◆ **AIM A**: Decide whether each statement agrees with the Terraform text, answering yes or no and quoting the text's deciding words: (i) the VPC has DNS hostnames turned on; (ii) the AWS provider version is constrained to "~> 5.0"; (iii) the public route table sends 0.0.0.0/0 traffic to a NAT gateway.
◆ **AIM B**:
Please answer these questions from the Terraform text:
(i) Which function, together with count, does the text say to use to iterate through the available AZs?
(ii) What CIDR block is assigned to the VPC?
(iii) What Name tag does the internet gateway receive?
◆ **AIM C**: Resume the Terraform text after its final line, carrying on the code from that point.

◆ **DOCUMENT**:
Create Subnets per AZ: Define a resource for your subnets and use count and element to iterate through the available AZs.

resource "aws_subnet" "public" {
  count = length(data.aws_availability_zones.available.names)
  availability_zone = element(data.aws_availability_zones.available.names, count.index)
  # ... other subnet configurations
}

Reference Subnets: When creating resources like EC2 instances, reference the subnets using their index in the list.

resource "aws_instance" "example" {
  # ... other instance configurations
  subnet_id = aws_subnet.public[0].id 
}

Distribute Instances: To distribute instances across AZs, use the count parameter for your EC2 instance resource and match it to the number of available AZs.

resource "aws_instance" "example" {
  count = length(data.aws_availability_zones.available.names)
  # ... other instance configurations
  subnet_id = aws_subnet.public[count.index].id 
}

This setup ensures that your infrastructure spans multiple Availability Zones, enhancing fault tolerance and high availability.

Code Example

This Terraform code sets up a basic AWS infrastructure with high availability in mind. It provisions a VPC with public subnets spanning across multiple availability zones. It then deploys EC2 instances distributed across these subnets, ensuring redundancy and fault tolerance. The setup includes an internet gateway, route tables, and security groups to enable public access to the instances.

# Configure the AWS Provider
terraform {
  required_providers {
    aws = {
      source  = "hashicorp/aws"
      version = "~> 4.0"
    }
  }
}

# Get Available Availability Zones
data "aws_availability_zones" "available" {}

# Create a VPC
resource "aws_vpc" "example" {
  cidr_block = "10.0.0.0/16"
  enable_dns_hostnames = true
  enable_dns_support = true

  tags = {
    Name = "example-vpc"
  }
}

# Create Public Subnets (one per AZ)
resource "aws_subnet" "public" {
  count = length(data.aws_availability_zones.available.names)
  vpc_id                  = aws_vpc.example.id
  cidr_block              = cidrsubnet(aws_vpc.example.cidr_block, 8, count.index)
  availability_zone       = element(data.aws_availability_zones.available.names, count.index)
  map_public_ip_on_launch = true

  tags = {
    Name = "example-public-subnet-${count.index + 1}"
  }
}

# Create an Internet Gateway
resource "aws_internet_gateway" "example" {
  vpc_id = aws_vpc.example.id

  tags = {
    Name = "example-internet-gateway"
  }
}

# Create a Public Route Table
resource "aws_route_table" "public" {
  vpc_id = aws_vpc.example.id

  route {
    cidr_block = "0.0.0.0/0"
    gateway_id = aws_internet_gateway.example.id
  }

  tags = {
    Name = "example-public-route-table"
  }
}

# Associate Public Subnets with the Public Route Table
resource "aws_route_table_association" "public" {
  count = length(data.aws_availability_zones.available.names)
  subnet_id      = element(aws_subnet.public[*].id, count.index)
  route_table_id = aws_route_table.public.id
}

# Create Security Group for SSH access
resource "aws_security_group" "allow_ssh" {
  name = "allow_ssh"

◆ **RAW DATA**:
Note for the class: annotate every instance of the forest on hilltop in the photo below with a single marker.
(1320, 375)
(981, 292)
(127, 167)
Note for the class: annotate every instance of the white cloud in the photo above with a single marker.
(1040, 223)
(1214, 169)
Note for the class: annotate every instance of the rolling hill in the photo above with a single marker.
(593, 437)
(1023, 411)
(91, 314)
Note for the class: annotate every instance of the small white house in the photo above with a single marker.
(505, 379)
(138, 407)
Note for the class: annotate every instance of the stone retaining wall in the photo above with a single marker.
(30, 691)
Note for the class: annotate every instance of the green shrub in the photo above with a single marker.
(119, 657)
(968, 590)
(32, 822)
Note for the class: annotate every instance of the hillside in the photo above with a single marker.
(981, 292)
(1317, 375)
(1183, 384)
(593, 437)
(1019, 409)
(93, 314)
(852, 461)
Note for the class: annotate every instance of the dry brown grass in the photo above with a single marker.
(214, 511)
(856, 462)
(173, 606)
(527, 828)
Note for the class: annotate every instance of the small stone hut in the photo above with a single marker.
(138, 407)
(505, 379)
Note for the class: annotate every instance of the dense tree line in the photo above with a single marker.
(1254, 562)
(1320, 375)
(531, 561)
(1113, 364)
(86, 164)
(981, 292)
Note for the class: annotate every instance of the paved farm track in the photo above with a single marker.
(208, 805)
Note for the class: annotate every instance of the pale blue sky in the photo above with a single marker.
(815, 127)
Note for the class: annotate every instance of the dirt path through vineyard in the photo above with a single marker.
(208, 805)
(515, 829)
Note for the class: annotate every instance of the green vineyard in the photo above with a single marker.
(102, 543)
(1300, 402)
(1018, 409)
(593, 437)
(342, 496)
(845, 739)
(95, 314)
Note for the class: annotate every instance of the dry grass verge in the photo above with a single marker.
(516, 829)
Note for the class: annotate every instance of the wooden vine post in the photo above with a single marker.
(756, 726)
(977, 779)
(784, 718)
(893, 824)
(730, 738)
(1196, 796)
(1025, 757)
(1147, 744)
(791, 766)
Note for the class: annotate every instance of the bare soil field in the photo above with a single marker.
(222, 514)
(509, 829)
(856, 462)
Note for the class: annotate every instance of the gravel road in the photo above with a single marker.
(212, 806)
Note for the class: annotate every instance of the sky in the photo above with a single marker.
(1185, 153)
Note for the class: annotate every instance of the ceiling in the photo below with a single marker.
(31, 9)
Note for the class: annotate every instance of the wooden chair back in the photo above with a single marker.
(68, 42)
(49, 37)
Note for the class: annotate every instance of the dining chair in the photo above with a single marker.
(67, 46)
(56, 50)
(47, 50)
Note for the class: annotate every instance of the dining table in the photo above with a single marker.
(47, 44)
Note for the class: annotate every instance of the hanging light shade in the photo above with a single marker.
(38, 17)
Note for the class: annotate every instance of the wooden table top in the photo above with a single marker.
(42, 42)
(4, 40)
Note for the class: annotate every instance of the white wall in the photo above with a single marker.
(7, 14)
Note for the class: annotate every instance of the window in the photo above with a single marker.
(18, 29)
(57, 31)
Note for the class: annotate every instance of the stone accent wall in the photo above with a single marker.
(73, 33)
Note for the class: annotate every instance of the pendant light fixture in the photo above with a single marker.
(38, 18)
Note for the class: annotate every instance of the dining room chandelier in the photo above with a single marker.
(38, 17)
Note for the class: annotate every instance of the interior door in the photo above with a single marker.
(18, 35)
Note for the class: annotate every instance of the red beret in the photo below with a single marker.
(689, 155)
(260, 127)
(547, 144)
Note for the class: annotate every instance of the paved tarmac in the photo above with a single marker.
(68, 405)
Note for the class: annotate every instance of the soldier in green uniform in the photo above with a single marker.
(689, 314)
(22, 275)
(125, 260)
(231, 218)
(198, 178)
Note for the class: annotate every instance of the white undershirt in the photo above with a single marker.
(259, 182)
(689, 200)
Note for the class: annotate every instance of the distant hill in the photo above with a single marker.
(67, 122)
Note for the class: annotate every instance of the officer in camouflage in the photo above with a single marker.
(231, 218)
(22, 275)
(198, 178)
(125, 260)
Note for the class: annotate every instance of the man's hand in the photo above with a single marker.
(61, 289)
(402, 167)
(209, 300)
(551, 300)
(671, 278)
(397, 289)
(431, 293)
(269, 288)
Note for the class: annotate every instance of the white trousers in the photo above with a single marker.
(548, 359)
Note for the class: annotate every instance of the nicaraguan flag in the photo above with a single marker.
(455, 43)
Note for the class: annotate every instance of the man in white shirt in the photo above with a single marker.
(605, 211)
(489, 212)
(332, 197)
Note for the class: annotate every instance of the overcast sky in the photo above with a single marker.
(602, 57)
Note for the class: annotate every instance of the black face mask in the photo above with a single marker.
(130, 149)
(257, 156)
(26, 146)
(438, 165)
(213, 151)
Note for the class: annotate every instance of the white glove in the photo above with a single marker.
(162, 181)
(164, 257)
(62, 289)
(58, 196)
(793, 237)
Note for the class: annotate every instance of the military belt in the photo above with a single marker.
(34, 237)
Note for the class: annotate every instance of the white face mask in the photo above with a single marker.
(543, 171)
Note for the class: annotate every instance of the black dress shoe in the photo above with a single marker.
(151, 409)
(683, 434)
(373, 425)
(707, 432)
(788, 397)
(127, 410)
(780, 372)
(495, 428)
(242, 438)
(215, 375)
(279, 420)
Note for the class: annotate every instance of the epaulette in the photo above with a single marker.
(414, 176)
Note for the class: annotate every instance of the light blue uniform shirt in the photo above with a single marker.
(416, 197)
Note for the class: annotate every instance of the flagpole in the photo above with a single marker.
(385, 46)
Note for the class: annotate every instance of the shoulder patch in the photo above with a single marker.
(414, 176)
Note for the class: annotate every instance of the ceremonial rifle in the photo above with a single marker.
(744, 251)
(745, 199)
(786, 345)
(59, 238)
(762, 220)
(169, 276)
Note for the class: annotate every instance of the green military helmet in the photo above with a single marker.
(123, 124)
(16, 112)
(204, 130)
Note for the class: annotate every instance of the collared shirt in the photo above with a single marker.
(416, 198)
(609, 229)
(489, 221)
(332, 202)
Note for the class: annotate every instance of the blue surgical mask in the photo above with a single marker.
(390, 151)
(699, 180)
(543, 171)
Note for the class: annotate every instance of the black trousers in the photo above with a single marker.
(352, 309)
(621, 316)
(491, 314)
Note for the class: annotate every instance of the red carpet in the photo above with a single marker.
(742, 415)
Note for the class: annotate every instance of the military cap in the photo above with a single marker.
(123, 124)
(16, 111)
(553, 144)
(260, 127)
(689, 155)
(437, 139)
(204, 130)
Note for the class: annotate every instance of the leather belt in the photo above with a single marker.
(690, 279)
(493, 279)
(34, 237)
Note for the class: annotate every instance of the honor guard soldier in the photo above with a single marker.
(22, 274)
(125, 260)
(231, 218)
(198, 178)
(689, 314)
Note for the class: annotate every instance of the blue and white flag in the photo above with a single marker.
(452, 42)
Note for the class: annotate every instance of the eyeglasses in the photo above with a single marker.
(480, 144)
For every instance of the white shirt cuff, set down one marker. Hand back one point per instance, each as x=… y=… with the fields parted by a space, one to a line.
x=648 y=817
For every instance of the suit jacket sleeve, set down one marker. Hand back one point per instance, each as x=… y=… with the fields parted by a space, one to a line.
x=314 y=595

◆ **TASK ANSWER A**:
(i) Yes: "enable_dns_hostnames = true"
(ii) No: "version = "~> 4.0""
(iii) No: "gateway_id = aws_internet_gateway.example.id"

◆ **TASK ANSWER B**:
(i) element
(ii) 10.0.0.0/16
(iii) example-internet-gateway

◆ **TASK ANSWER C**:
  description = "Allow SSH inbound traffic"
  vpc_id = aws_vpc.example.id

  ingress {
    from_port = 22
    to_port = 22
    protocol = "tcp"
    cidr_blocks = ["0.0.0.0/0"]
  }

  egress {
    from_port = 0
    to_port = 0
    protocol = "-1"
    cidr_blocks = ["0.0.0.0/0"]
  }
}

# Launch EC2 Instances (one per AZ)
resource "aws_instance" "example" {
  count = length(data.aws_availability_zones.available.names)
  ami = "ami-00537a5a13e492245" # Replace with your desired AMI ID
  instance_type = "t2.micro"
  subnet_id = element(aws_subnet.public[*].id, count.index)
  key_name = "your_key_pair_name" # Replace with your existing key pair name
  vpc_security_group_ids = [aws_security_group.allow_ssh.id]

  tags = {
    Name = "example-instance-${count.index + 1}"
  }
}

Explanation:

Get Available AZs: The data "aws_availability_zones" "available" {} block retrieves the list of available AZs in your region.
Create Subnets per AZ: The aws_subnet.public resource creates a public subnet in each available AZ.
- count = length(data.aws_availability_zones.available.names) ensures that the number of subnets created matches the number of available AZs.
- availability_zone = element(data.aws_availability_zones.available.names, count.index) assigns each subnet to a different AZ.
Create EC2 Instances per AZ: The aws_instance.example resource launches an EC2 instance in each available AZ.
- count = length(data.aws_availability_zones.available.names) ensures that the number of instances launched matches the number of available AZs.
- subnet_id = element(aws_subnet.public[*].id, count.index) places each instance in a different subnet, effectively distributing them across AZs.

Before running this code:

Replace placeholders:
- Update the ami value in the aws_instance resource with the ID of the AMI you want to use.
- Replace "your_key_pair_name" with the name of your existing key pair.
Ensure prerequisites:
- You have Terraform installed and configured.
- You have an AWS account and the necessary credentials configured.

This setup creates a basic VPC with public subnets spanning multiple AZs and launches EC2 instances distributed across those AZs, improving the fault tolerance and availability of your infrastructure.

Additional Notes

General:

Fault Tolerance: Distributing resources across AZs is fundamental to AWS architecture for high availability and fault tolerance. This setup ensures redundancy and minimizes the impact of outages in a single AZ.
Regional Services: Remember that some AWS services operate at a regional level (e.g., S3, Route 53). These services inherently provide high availability without needing explicit AZ distribution.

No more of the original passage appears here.